**WHAT THE TASK REQUIRES**
Change "mountain range" to "mountain ridge" in the records starting at the line that contains "Question. In the picture above, identify the mountain" and ending at the line that contains "[(15, 45), (61, 43)]", leaving everything else unchanged. Reproduce only those lines.

**MATERIAL PROVIDED**
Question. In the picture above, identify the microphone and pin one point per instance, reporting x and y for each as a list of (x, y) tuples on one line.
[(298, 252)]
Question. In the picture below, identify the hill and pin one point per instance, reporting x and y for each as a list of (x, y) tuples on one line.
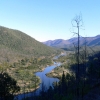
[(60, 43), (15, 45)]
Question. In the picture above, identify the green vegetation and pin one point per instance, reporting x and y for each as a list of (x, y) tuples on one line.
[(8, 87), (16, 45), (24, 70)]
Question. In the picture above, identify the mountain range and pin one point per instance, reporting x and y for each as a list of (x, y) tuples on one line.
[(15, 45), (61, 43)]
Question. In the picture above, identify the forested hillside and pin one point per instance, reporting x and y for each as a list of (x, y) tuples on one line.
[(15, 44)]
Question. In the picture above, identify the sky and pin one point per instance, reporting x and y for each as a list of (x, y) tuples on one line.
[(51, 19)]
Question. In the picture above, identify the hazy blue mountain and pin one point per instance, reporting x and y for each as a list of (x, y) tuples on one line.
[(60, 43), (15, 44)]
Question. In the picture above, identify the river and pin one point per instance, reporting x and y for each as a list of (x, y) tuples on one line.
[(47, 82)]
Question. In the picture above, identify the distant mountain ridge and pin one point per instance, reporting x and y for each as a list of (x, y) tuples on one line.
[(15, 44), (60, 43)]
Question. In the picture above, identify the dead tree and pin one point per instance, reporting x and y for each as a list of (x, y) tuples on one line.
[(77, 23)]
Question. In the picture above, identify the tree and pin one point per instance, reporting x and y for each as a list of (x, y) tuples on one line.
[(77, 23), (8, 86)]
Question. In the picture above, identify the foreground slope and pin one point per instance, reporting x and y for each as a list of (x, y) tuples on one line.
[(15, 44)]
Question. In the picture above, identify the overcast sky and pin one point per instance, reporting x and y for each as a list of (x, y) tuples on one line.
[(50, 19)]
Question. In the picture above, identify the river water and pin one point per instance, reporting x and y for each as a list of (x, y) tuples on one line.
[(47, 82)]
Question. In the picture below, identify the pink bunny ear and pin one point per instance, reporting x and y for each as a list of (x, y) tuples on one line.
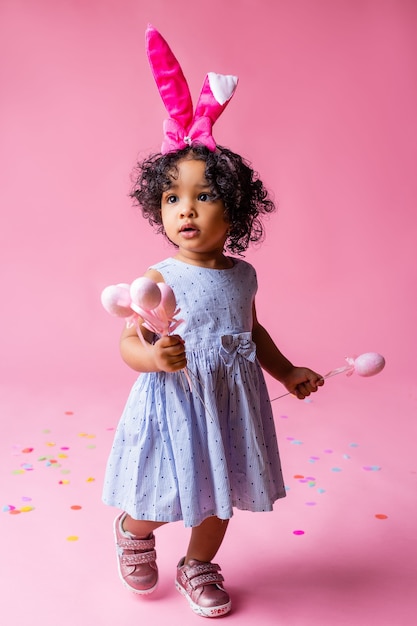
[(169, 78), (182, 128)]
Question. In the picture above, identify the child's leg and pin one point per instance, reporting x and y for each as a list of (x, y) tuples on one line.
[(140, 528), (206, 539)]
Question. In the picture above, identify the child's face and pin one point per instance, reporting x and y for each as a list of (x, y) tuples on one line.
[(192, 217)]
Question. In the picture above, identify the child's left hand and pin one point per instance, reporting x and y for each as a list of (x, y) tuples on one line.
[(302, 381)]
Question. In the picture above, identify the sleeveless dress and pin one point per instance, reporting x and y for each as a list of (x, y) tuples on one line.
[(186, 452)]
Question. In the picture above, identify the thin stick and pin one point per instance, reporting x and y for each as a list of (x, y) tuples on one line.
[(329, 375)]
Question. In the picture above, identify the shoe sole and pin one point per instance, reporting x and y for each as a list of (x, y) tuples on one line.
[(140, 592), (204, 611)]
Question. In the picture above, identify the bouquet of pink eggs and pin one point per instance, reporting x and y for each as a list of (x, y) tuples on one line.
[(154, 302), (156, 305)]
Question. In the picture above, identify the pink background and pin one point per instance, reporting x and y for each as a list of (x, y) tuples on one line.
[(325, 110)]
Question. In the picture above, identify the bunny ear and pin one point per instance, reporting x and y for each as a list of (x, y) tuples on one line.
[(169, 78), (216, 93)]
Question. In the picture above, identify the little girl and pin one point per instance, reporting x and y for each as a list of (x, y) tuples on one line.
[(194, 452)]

---

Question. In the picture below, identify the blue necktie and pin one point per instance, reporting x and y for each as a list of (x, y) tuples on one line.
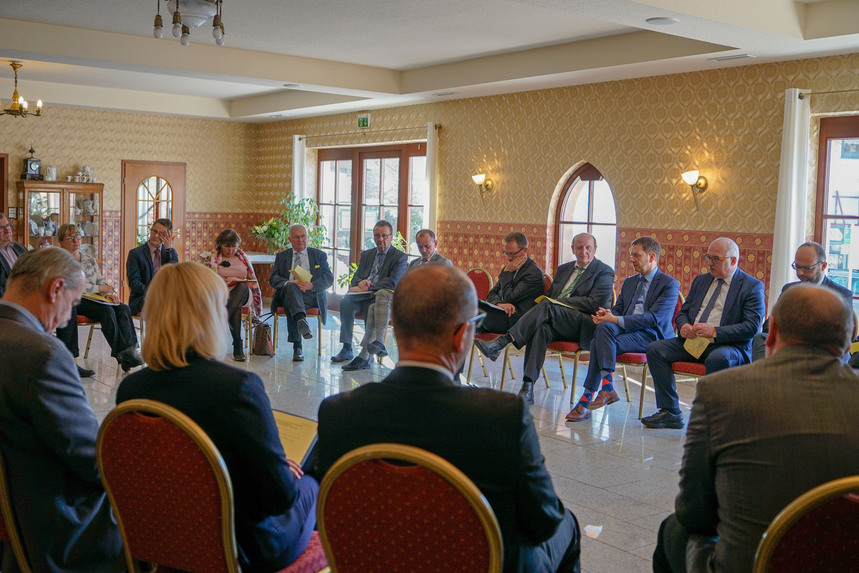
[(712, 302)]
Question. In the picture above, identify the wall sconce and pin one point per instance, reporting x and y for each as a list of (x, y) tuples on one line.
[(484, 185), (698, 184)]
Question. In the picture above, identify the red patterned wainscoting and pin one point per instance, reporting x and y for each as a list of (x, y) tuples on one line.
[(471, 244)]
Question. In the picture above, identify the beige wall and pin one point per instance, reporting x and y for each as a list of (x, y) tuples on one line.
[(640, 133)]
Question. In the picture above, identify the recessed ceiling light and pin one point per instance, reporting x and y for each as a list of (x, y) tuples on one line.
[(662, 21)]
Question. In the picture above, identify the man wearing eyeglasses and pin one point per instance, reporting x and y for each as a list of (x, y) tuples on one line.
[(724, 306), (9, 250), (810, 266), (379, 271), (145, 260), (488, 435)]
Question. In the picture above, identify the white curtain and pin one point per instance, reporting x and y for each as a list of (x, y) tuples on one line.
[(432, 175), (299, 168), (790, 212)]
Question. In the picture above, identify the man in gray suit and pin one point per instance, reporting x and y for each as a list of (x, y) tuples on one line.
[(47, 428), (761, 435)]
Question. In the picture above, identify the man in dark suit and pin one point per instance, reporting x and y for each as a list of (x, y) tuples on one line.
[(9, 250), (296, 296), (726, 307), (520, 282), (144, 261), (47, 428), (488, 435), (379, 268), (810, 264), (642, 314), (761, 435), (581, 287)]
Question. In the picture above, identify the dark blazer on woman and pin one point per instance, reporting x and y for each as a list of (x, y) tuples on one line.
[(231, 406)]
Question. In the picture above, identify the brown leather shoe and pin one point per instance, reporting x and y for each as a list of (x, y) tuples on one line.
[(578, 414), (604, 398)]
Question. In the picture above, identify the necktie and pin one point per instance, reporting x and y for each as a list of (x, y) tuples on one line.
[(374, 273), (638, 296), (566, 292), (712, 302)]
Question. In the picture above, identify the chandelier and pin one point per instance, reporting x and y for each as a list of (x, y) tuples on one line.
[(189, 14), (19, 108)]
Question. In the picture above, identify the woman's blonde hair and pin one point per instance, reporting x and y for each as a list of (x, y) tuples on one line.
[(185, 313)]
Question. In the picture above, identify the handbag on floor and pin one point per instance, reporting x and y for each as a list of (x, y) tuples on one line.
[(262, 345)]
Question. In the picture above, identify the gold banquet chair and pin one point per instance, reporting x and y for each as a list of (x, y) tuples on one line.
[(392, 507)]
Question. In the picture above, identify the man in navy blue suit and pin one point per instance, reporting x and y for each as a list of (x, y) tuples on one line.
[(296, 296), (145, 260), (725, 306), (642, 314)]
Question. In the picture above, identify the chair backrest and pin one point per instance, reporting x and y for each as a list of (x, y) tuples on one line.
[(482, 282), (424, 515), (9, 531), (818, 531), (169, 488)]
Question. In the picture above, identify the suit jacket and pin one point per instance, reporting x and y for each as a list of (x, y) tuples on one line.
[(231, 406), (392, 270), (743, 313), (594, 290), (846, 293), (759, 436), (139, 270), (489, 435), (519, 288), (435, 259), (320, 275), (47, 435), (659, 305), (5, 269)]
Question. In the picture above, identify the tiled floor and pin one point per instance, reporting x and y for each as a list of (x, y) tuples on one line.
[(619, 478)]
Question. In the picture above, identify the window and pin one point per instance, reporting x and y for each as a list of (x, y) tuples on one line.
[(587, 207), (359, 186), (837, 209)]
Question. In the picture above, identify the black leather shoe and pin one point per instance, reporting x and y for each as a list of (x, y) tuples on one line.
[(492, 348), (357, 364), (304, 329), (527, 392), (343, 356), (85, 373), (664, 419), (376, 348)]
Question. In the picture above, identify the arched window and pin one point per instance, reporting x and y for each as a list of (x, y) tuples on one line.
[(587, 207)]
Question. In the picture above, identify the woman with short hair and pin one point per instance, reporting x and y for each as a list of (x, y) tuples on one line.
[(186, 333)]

**THE SOLUTION**
Question. In the picture above, identify the mountain ridge and pin one point per instance, reporting x and y for each as a list of (x, y) tuples on one line.
[(15, 45), (61, 43)]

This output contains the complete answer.